═══ Extracted text ═══
As we look at this region in ferment, how
would you characterize what is unfolding now? Can we generalize about the
uprisings that are erupting in the various countries? Is there a common theme?
There’s a common theme of anger and resentment. And the anger and resentment are
universal and well-grounded. They come from a number of things. First of
all, there’s the obvious one – the greater awareness that they have, thanks to
modern media and modern communications, of the difference between their
situation and the situation in other parts of the world. I mean, being abjectly
poor is bad enough. But when everybody else around you is pretty far from
abjectly poor, then it becomes pretty intolerable.
Another thing is the
sexual aspect of it. One has to remember that in the Muslim world, casual
sex, Western-style, doesn’t exist. If a young man wants sex, there are only two
possibilities – marriage and the brothel. You have these vast numbers of young
men growing up without the money, either for the brothel or the brideprice, with
raging sexual desire. On the one hand, it can lead to the suicide bomber, who is
attracted by the virgins of paradise – the only ones available to him. On
the other hand, sheer frustration.
So you have this explosion, which
different regimes are handling in very different ways. Were you surprised with
the ease with which, in Tunisia and Egypt, autocratic leaders were ousted? Do
you see other countries where a similar process is likely to unfold? I was
expecting a wave of such movements. I didn’t think it would be as quick
and easy as it was in Egypt. But I expect that there will be more. We can see in
so many countries, the regimes are already gravely in danger.
In Syria we
don’t see, so far, any major expression of an effort at people
power. It’s a more ruthless regime. In Iran, the stakes are much higher.
It requires much more courage to go out on the street when the regime is
presumably prepared to go to greater lengths to hold onto power. Do you see
these kinds of processes taking hold in the more repressive and ruthless
regimes? As far as one can judge, these movements of opposition are very strong,
even in Iran for example. Now, as you say, the Iranian regime is very
repressive. Nevertheless, there are ways in which people can communicate,
notably by telephone, e-mail and the rest, and the messages coming out of Iran
are unequivocal. It makes it clear that the regime is extremely
unpopular. There are two oppositions, opposition to the regime, and
opposition within the regime. I think that with even a little help from outside
it would be possible to do something. As the saying goes, “You can’t beat
something with nothing.”
A little help from outside? It’s a subtle
process. If the help is overt, it can be used by the regime in Iran, for
example, to suggest unwarranted and untenable Western influence. How do you give
help to people seeking the overthrow of these regimes? One method is by
political warfare, by having some sort of propaganda campaign against the
regime. This would not be difficult. There’s a vast Iranian population
now in the Western world, particularly in the United States, who I’m sure would
be willing to help in this, and thanks to modern communications, it would not be
too difficult to get the message across. The messages coming out of Iran make
this very clear. You must have heard when the American forces went into Iraq,
lots of Iranians wrote e-mails or telephoned, saying, “You should have tackled
your problems in alphabetical order.”
═══
● What the task requires:
Duplicate the stretch of the interview about the uprisings from "As we look at" through "becomes pretty intolerable.". Draw only on the interview about the uprisings.
═══ Provided information ═══
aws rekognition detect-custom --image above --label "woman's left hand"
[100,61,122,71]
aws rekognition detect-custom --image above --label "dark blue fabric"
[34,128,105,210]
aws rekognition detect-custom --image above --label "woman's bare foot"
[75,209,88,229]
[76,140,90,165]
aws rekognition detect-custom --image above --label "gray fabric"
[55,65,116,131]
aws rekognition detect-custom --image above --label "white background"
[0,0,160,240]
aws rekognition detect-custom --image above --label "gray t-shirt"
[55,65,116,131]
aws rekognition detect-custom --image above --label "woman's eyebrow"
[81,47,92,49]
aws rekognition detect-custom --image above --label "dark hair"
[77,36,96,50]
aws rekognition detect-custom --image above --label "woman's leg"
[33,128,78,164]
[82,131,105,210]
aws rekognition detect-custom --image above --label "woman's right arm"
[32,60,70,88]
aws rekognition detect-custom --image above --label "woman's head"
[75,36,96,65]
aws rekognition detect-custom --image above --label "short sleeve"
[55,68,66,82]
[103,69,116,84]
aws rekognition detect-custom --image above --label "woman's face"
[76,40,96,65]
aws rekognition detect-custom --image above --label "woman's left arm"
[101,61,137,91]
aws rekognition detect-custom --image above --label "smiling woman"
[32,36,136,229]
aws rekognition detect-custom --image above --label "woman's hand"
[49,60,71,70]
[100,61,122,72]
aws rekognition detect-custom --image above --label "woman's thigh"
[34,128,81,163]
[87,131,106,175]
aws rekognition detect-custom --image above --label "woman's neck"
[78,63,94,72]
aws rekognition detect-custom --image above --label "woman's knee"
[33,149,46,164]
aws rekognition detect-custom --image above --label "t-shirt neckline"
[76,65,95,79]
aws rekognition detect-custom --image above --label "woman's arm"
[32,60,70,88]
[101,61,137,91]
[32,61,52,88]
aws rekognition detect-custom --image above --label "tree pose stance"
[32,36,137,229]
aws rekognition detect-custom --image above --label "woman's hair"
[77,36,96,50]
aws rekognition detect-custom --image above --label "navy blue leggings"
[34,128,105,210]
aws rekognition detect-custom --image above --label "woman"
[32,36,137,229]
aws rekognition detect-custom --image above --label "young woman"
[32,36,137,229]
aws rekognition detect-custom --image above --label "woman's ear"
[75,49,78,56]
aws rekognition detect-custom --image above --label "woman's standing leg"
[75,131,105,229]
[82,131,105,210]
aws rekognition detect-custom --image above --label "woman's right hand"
═══
● Output for this exercise:
As we look at this region in ferment, how
would you characterize what is unfolding now? Can we generalize about the
uprisings that are erupting in the various countries? Is there a common theme?
There’s a common theme of anger and resentment. And the anger and resentment are
universal and well-grounded. They come from a number of things. First of
all, there’s the obvious one – the greater awareness that they have, thanks to
modern media and modern communications, of the difference between their
situation and the situation in other parts of the world. I mean, being abjectly
poor is bad enough. But when everybody else around you is pretty far from
abjectly poor, then it becomes pretty intolerable.